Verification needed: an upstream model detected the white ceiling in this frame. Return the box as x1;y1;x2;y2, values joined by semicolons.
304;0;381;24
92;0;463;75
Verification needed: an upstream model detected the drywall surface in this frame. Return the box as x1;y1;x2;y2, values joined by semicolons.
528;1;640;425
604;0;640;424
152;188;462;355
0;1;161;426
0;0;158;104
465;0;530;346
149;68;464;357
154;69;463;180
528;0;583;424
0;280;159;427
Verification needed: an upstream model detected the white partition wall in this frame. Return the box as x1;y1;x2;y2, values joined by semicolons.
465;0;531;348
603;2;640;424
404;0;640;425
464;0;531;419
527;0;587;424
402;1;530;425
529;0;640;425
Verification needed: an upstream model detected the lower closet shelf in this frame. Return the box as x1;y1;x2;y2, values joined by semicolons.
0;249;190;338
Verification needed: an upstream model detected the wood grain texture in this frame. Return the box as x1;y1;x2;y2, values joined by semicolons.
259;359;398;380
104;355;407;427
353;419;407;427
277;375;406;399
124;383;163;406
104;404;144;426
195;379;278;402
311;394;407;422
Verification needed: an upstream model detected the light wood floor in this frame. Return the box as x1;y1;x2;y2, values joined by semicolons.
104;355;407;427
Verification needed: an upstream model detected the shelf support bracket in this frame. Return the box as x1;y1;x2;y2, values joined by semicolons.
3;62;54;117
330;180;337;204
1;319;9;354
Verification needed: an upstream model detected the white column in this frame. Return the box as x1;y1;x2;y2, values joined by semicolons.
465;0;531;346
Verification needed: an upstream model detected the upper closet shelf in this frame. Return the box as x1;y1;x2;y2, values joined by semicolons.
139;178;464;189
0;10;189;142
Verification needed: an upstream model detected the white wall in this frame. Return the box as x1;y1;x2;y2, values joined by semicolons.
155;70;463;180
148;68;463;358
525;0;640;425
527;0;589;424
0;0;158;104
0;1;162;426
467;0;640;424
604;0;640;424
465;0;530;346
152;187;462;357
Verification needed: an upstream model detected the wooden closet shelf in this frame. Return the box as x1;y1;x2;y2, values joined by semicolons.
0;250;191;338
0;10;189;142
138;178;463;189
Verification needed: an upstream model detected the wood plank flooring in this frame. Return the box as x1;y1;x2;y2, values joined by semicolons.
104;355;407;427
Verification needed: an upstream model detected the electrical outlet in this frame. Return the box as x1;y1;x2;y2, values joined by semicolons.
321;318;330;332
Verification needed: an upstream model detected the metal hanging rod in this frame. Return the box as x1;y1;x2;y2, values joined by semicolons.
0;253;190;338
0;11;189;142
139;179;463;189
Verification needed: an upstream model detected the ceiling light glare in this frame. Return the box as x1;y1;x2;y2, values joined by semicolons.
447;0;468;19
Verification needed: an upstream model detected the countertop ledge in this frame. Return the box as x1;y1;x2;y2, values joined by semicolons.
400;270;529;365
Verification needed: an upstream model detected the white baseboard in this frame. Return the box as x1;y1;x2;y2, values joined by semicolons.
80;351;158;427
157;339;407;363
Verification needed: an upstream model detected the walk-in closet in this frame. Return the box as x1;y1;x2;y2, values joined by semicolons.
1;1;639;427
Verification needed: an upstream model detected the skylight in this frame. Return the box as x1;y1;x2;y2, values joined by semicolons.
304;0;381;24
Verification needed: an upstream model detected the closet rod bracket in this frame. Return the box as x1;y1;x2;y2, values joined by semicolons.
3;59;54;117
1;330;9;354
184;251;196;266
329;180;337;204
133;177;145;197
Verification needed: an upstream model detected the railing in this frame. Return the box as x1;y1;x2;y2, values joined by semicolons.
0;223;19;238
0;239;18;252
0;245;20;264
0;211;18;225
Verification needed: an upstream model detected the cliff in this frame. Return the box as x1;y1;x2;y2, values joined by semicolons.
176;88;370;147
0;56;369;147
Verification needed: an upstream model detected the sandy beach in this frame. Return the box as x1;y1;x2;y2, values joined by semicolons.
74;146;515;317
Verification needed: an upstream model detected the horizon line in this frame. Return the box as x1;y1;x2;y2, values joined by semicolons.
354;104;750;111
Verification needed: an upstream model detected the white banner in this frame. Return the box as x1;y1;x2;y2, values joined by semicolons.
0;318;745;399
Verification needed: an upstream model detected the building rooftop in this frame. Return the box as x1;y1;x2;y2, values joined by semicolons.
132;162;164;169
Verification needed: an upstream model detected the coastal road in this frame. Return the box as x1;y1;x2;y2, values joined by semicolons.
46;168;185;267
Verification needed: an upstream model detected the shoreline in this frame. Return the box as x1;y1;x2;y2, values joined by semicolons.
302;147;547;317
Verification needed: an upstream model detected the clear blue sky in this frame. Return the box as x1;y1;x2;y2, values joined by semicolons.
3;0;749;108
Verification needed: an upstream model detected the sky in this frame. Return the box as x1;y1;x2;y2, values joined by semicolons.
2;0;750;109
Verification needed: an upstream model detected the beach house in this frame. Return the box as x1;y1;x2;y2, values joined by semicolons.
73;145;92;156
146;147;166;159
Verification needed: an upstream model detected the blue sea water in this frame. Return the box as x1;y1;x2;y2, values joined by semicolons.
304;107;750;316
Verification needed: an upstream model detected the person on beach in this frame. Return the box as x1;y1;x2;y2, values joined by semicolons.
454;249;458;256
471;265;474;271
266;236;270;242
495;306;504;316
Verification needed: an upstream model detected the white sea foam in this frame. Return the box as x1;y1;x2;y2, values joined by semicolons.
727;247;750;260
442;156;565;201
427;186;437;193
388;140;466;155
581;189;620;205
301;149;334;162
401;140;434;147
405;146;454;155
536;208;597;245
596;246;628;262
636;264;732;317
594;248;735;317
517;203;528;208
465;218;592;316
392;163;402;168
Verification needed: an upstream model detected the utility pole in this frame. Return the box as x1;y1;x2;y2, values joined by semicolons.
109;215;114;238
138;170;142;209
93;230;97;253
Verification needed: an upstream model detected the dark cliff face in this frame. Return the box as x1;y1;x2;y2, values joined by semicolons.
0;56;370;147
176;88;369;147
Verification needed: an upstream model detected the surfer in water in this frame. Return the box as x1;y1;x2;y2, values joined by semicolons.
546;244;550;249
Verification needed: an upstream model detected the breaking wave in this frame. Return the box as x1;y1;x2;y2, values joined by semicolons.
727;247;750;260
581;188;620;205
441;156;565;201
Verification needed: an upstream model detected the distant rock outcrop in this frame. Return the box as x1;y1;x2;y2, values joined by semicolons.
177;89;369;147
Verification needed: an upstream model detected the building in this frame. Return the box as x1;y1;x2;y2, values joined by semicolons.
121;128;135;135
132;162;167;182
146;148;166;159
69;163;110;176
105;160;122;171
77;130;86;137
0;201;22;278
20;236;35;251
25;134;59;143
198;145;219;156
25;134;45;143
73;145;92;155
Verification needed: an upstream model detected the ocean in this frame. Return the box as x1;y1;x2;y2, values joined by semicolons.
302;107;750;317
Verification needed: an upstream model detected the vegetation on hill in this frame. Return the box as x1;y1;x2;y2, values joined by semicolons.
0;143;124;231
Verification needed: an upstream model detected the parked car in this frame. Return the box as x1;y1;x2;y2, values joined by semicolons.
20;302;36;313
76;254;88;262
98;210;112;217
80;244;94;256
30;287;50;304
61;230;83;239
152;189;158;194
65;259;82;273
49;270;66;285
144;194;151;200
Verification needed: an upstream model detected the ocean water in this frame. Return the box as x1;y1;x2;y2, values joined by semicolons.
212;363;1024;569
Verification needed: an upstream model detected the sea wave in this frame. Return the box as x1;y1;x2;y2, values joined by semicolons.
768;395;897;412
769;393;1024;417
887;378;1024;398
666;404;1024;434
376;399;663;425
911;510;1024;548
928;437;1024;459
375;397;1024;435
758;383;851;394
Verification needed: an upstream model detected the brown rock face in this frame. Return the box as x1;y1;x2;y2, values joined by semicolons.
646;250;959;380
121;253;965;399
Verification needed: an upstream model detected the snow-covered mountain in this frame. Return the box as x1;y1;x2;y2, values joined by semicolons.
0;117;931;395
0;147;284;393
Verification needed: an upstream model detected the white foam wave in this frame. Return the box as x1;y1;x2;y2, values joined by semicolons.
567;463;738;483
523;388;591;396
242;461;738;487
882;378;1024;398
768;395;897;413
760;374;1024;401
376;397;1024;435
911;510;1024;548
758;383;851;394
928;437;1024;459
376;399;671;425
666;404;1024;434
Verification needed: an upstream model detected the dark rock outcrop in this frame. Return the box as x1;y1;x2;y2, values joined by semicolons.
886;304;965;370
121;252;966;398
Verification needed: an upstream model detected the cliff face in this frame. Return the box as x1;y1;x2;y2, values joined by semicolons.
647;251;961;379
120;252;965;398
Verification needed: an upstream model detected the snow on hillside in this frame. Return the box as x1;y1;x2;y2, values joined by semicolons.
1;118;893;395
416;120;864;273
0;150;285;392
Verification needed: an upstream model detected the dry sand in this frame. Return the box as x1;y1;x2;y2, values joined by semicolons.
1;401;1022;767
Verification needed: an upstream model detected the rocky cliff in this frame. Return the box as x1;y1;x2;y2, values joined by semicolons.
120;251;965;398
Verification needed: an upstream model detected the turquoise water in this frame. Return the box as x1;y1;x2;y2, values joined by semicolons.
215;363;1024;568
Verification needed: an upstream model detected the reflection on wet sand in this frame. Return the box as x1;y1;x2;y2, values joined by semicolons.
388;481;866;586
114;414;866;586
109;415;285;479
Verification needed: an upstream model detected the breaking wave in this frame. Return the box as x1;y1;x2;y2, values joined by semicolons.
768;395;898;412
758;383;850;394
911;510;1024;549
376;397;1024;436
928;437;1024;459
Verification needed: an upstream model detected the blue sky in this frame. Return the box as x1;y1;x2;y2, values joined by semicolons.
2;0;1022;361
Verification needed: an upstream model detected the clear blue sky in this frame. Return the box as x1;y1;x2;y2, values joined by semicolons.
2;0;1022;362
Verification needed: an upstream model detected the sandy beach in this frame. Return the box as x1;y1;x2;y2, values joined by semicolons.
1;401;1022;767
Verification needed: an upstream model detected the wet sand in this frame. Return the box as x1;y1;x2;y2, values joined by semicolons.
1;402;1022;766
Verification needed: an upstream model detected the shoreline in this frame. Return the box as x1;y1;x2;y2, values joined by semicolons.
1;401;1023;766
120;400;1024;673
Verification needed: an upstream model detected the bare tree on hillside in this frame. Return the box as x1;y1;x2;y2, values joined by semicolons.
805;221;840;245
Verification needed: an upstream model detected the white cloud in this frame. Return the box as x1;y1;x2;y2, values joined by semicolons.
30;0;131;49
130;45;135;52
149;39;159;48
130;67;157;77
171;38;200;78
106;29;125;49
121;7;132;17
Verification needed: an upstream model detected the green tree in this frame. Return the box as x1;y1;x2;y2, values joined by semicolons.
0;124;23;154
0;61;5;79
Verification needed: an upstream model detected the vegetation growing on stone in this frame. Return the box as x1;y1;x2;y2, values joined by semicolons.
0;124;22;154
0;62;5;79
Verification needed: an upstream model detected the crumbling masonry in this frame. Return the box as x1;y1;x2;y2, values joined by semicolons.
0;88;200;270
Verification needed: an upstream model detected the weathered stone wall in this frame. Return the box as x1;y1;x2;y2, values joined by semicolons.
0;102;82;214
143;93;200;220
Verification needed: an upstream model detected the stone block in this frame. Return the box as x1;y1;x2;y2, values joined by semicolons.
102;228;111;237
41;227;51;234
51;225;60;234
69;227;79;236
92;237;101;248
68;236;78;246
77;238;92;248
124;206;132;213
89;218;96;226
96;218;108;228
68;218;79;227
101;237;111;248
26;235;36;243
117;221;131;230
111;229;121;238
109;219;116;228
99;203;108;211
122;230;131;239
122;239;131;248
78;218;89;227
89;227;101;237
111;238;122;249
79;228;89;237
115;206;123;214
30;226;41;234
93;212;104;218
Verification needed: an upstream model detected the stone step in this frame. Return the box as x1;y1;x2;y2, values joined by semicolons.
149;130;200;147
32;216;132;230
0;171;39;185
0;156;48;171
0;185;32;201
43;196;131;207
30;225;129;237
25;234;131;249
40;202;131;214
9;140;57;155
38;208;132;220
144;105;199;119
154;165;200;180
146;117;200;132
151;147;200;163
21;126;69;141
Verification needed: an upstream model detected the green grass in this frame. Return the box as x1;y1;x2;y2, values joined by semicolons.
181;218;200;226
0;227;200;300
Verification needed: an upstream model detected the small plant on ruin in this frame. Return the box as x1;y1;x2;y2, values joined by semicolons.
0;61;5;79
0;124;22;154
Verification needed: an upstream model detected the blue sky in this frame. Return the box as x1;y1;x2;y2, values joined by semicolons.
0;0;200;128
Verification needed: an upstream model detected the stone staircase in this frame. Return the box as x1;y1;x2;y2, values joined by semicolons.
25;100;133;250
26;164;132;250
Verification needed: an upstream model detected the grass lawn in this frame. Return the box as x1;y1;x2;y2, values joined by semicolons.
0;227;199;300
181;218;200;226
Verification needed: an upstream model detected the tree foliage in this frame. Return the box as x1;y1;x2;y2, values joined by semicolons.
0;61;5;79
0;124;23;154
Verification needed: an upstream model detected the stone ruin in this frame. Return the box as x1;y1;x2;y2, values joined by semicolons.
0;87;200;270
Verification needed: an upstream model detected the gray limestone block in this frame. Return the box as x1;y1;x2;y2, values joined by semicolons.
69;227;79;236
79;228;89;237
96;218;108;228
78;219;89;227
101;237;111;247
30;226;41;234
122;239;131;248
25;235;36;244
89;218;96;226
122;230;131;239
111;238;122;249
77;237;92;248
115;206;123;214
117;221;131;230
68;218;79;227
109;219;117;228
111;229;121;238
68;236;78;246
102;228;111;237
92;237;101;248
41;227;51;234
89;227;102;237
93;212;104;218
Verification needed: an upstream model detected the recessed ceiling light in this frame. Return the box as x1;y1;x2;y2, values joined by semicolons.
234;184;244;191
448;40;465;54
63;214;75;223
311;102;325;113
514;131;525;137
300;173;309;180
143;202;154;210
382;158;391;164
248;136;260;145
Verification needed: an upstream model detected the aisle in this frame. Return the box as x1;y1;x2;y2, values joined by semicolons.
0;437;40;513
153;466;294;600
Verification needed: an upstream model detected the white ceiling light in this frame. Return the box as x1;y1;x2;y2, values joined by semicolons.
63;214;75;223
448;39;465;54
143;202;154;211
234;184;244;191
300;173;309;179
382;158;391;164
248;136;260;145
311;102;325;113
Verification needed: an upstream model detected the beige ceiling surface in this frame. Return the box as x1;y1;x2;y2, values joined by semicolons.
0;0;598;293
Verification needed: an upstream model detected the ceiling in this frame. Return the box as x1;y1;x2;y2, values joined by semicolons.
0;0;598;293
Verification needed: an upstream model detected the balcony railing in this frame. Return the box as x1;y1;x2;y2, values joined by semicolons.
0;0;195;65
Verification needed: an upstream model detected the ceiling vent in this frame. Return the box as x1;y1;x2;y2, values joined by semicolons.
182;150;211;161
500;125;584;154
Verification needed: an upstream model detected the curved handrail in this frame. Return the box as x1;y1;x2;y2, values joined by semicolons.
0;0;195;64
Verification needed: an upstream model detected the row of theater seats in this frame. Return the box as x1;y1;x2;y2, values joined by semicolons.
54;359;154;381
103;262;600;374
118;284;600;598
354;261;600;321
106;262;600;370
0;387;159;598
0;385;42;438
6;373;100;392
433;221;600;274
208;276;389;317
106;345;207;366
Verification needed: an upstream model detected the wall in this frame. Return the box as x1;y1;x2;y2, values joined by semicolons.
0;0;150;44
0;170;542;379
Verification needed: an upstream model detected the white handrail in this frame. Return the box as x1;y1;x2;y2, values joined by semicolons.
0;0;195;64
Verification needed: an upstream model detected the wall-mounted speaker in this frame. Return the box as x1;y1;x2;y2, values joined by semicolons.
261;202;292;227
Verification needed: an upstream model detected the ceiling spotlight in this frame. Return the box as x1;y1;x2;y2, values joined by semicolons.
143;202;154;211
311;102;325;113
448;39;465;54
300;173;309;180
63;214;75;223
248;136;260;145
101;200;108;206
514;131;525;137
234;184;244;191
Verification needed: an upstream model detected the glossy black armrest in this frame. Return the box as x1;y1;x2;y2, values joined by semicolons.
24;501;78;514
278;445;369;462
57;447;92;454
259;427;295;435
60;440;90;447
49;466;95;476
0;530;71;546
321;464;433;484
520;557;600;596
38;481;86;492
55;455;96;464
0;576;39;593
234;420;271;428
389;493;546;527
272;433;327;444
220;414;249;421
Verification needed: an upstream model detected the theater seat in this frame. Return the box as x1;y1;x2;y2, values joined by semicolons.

** TASK **
Quote exactly the line containing "the white handrail" and every later line through the end of the listing, and no other lines.

** ANSWER TO THIS TASK **
Verification needed: an upstream model detected the white handrail in this frame. Return the box as x1;y1;x2;y2, values joined by semicolons.
0;0;195;64
Verification needed: an upstream model detected the wall-mounted speaker in this frame. Return the box as x1;y1;x2;y2, values joined by semicolons.
261;202;292;227
Verification needed: an upstream model detected the ceiling spotlight in this frame. Return the box as x1;y1;x2;y2, values joined by semicolons.
143;202;154;211
311;102;325;113
448;39;465;54
300;173;309;180
63;214;75;223
248;136;260;145
101;200;108;206
514;131;525;137
234;184;244;191
Verification needed: an upstream model detected the glossy black armrest in this frame. Return the box as x1;y1;x2;y2, values joined by semicolons.
24;501;78;514
278;445;369;462
57;447;92;454
259;427;295;435
60;440;90;447
49;466;95;476
0;530;71;546
321;464;433;484
520;557;600;596
38;481;86;492
55;455;96;464
0;576;39;593
234;420;271;428
389;493;546;527
272;433;327;444
220;414;249;421
Verification needed: an upstream model detected the theater seat in this frame. Return the box as x1;y1;x2;y2, values joined by semicolons.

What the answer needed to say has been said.